Document segment:
Compare your average community not-for-profit childcare operation with the ABC attempt at an industrialised for-profit business. (It failed.)
For that matter, how has the outsourcing of affordable housing to private landlords and effectively freezing government social housing worked out? A national scandal.
And, closer to home, there’s always the example of profit-for-members industry superannuation funds and the profit-for-shareholders super funds that have a history of underperformance.
Profit margins
For companies like NIB, there always must be a juicy profit margin on top of the service sold to the punter.
For the past five years, NIB’s (mainly) private health insurance business – capitalism’s sheltered workshop with profit pretty much guaranteed by government – has averaged a net profit margin of 5.3 per cent. That’s after tax and spending plenty on marketing and acquisitions and diversification and very fat executive salaries.
That’s at least 5.3 per cent NIB’s not-for-profit competitors didn’t have to factor into what services they needed to trim and how much out-of-pocket they had to charge.
Outsourcing the NDIS – a government service – to boards and bonus-seeking executives of for-profit companies falls into the tired old neoliberal myth that “the private sector always does it better”.
‘Reform’ failures
Earlier this month, the Sydney Morning Herald’s venerable economics editor Ross Gittins gave a particularly fine speech to the ACT Economic Society that was subsequently printed in the Pearls and Irritations policy journal.
Among other things, Mr Gittins fingered the key fault with much of the reform push of recent decades:
“The problem has mainly been with privatisation, outsourcing and ‘contestability’ – ‘reforms’ largely motivated by the belief that the provision of services will always be done better by the private sector than the public sector.
“This is an article of faith for the Liberal Party, but also for too many econocrats. It has succeeded in making the public sector a lot smaller – and very much smaller than it would otherwise have been – but too often this has come at the cost of higher prices (electricity), fewer services and, particularly, lower-quality services, delivered by inadequately trained workers.
“This is true in aged care, child care and employment services.

Pointing entries:

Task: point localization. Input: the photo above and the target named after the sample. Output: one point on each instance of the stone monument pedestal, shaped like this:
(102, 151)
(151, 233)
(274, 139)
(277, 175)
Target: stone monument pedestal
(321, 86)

Directions: Copy the commentary on outsourcing public services from "Compare your average" to "A national scandal.".

The completed task:
Compare your average community not-for-profit childcare operation with the ABC attempt at an industrialised for-profit business. (It failed.)
For that matter, how has the outsourcing of affordable housing to private landlords and effectively freezing government social housing worked out? A national scandal.